REQUIRED ACTION: Every record is to be restated exactly, with nothing left out.

GIVEN RECORDS:
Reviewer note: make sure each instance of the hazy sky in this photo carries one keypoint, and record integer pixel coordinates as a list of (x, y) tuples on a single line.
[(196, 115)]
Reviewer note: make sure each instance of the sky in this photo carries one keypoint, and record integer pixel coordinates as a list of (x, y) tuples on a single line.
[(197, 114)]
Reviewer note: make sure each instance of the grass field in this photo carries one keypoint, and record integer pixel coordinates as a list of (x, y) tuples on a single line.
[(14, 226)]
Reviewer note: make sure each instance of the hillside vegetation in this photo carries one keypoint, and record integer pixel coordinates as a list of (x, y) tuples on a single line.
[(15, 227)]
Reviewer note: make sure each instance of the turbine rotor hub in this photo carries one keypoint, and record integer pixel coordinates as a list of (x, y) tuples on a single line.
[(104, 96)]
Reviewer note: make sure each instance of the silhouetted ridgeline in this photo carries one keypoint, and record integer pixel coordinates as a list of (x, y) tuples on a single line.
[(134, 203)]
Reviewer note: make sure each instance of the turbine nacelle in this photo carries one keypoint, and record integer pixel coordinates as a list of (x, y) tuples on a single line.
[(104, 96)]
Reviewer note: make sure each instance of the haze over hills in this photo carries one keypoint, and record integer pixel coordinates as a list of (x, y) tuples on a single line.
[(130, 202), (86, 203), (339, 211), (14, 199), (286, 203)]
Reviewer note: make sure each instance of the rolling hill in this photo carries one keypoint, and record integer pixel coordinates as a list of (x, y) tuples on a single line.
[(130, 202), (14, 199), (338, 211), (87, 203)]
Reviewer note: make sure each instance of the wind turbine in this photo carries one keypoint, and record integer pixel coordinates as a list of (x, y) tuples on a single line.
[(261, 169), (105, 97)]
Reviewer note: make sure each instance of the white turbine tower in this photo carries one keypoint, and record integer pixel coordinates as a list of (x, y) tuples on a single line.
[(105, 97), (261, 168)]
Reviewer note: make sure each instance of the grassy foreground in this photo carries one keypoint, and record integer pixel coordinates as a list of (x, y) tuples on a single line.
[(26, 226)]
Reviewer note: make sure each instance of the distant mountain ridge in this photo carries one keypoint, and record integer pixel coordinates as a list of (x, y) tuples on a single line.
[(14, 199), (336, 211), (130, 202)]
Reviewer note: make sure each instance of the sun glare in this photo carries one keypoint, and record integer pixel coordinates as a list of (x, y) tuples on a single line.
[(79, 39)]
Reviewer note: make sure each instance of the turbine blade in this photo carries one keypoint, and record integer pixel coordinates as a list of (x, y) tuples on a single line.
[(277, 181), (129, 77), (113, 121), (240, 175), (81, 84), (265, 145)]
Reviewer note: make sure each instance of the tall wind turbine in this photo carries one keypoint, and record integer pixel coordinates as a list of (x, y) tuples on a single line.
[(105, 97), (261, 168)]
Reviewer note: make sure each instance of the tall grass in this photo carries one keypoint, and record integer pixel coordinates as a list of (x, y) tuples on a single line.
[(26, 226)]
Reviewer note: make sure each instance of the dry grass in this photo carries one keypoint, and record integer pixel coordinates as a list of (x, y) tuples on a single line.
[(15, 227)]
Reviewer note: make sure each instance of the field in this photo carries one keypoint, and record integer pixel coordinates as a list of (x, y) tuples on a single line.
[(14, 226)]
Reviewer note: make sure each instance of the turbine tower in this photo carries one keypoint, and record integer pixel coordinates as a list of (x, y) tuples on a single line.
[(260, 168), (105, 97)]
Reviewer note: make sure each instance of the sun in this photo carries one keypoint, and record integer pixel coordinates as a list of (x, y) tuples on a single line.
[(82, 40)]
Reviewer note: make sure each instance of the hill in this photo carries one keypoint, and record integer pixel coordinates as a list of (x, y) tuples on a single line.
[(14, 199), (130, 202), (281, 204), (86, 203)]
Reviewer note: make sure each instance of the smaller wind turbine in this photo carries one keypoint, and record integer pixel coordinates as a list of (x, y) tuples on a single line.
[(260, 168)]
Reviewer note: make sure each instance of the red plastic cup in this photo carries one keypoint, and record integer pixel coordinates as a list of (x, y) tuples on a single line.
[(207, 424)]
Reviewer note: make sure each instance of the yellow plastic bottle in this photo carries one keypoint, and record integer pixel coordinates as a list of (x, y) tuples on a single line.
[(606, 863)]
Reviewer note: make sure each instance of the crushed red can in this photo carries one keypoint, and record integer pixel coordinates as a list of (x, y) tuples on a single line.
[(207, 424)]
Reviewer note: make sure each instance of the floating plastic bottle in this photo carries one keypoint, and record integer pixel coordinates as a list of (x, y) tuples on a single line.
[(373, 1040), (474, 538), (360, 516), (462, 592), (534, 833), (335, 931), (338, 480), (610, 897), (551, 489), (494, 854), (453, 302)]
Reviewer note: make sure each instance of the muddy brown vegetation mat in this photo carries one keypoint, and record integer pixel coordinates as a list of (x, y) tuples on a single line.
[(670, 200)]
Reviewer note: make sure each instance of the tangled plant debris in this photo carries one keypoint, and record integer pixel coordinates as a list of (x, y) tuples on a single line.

SOLUTION FOR THIS EXERCISE:
Reviewer note: make sure each instance of the hazy sky in this photo carries one keypoint, and record integer pixel coordinates as a list of (x, y) tuples on a single line.
[(196, 115)]
Reviewer note: make sure each instance of the sky in this photo carries one keypoint, and record integer pixel coordinates as a list of (x, y) tuples on a single line.
[(197, 114)]
Reviewer note: make sure each instance of the grass field in this photo carries one keypoint, and record integer pixel coordinates as a list of (x, y) tuples on a single line.
[(14, 226)]
Reviewer note: make sure each instance of the hillside vegetation in this photo carries one keypoint, and record integer pixel coordinates as a list of (x, y) tuples on a single line.
[(15, 227)]
Reviewer note: make sure each instance of the turbine rotor hub in this photo carries one keypoint, and record integer pixel coordinates as a list of (x, y) tuples on a single line.
[(104, 96)]
Reviewer note: make sure each instance of the silhouetted ridgeline in this photo carries one keypoint, and record integer pixel coordinates as a list of (x, y) tuples on a single line.
[(134, 203)]
Reviewer note: make sure each instance of the turbine nacelle in this photo carries one keypoint, and record integer pixel coordinates as a list of (x, y) tuples on a single line.
[(104, 96)]
Reviewer note: make sure each instance of the haze over hills in this photo carries one keypoint, and record integer pixel coordinates as a list of (x, y) tuples on a single line.
[(130, 202), (86, 203), (339, 211), (14, 199), (286, 203)]
Reviewer note: make sure each instance of the rolling hill in this photo carries one keypoint, and record integer pixel coordinates as a list of (x, y) tuples on a single line.
[(130, 202), (14, 199), (338, 211), (87, 203)]
Reviewer note: make sure each instance of the wind turbine in this photo carries one keypoint, and record integer pixel coordinates as a list of (x, y) tuples on a single line.
[(261, 169), (105, 97)]
Reviewer note: make sure each instance of the white turbine tower in this photo carries one keypoint, and record integer pixel coordinates as a list of (x, y) tuples on a single line.
[(105, 97), (261, 168)]
Reviewer note: make sure each instance of the grassy foreground in this photo carries one keypoint, and record integer pixel coordinates as a list of (x, y) tuples on a single line.
[(26, 226)]
Reviewer note: make sure each instance of the distant mountain ridge in this photo carries one keypoint, and record integer pixel coordinates as a list of (x, y) tuples on a single line.
[(14, 199), (336, 211), (130, 202)]
Reviewer note: make sure each instance of the sun glare in this photo carries one keypoint, and record integer pixel coordinates as a list of (x, y) tuples on a single line.
[(79, 39)]
Reviewer note: make sure each instance of the turbine blade in this photo carries one keypoint, and record integer pixel coordinates as a list of (x, y) tuples on a single line.
[(277, 181), (129, 77), (113, 121), (240, 175), (81, 84), (265, 145)]
Reviewer note: make sure each instance of the tall wind turbine in this photo carries one keypoint, and record integer pixel coordinates as a list of (x, y) tuples on a single line.
[(105, 97), (261, 168)]
Reviewer note: make sure each instance of the tall grass in this photo carries one keypoint, and record integer pixel coordinates as a list of (x, y) tuples on a single line.
[(26, 226)]
Reviewer note: make sure each instance of the dry grass in this photo carries one keypoint, and record integer pixel coordinates as a list of (x, y) tuples on a single line.
[(15, 227)]
Reviewer note: make sure each instance of the field in this photo carries one keypoint, and record integer pixel coordinates as a list of (x, y) tuples on a single line.
[(14, 226)]
Reviewer note: make sure each instance of the turbine tower in this photo carries one keypoint, and record integer pixel coordinates as a list of (x, y) tuples on a single line.
[(260, 168), (105, 97)]
Reviewer note: make sure each instance of the sun in this photo carries one keypoint, and record integer pixel coordinates as a list of (x, y) tuples on a single line.
[(82, 40)]
Reviewer note: make sure each instance of the hill in this photo carries one keypoint, and record integer pixel coordinates as a list of (x, y) tuples on a single line.
[(14, 199), (130, 202), (281, 204), (86, 203)]
Reviewer note: make sure each instance of the smaller wind turbine in this photo carries one keypoint, and record integer pixel coordinates as a list of (x, y) tuples on a single line.
[(260, 168)]
Reviewer note: make sure each instance of the red plastic cup in this photo carries one keypoint, and record integer pixel coordinates as a list of (x, y) tuples on a single line.
[(207, 424)]
Reviewer note: make sure each instance of the yellow plastic bottle in this photo carries one keypoint, and record integer pixel coordinates as a list of (x, y) tuples on a single line.
[(606, 863)]
Reviewer note: make sure each instance of the crushed red can in this photo carries one keypoint, and record integer pixel coordinates as a list of (x, y) tuples on a single line.
[(207, 424)]
Reviewer note: make sure each instance of the floating plastic bottle in this photo carries one keypoint, and record integer pixel coordinates as a list of (x, y) tuples on a single line.
[(373, 1040), (474, 538), (360, 516), (462, 592), (534, 833), (335, 931), (338, 480), (610, 897), (551, 489), (494, 854), (453, 302)]
Reviewer note: make sure each instance of the muddy brown vegetation mat in this photo carries one keypoint, and record integer pixel coordinates as a list of (x, y) tuples on a single line.
[(670, 200)]
Reviewer note: make sure each instance of the tangled plant debris in this photo carries one keypoint, and record integer pixel coordinates as a list of (x, y) tuples on a single line.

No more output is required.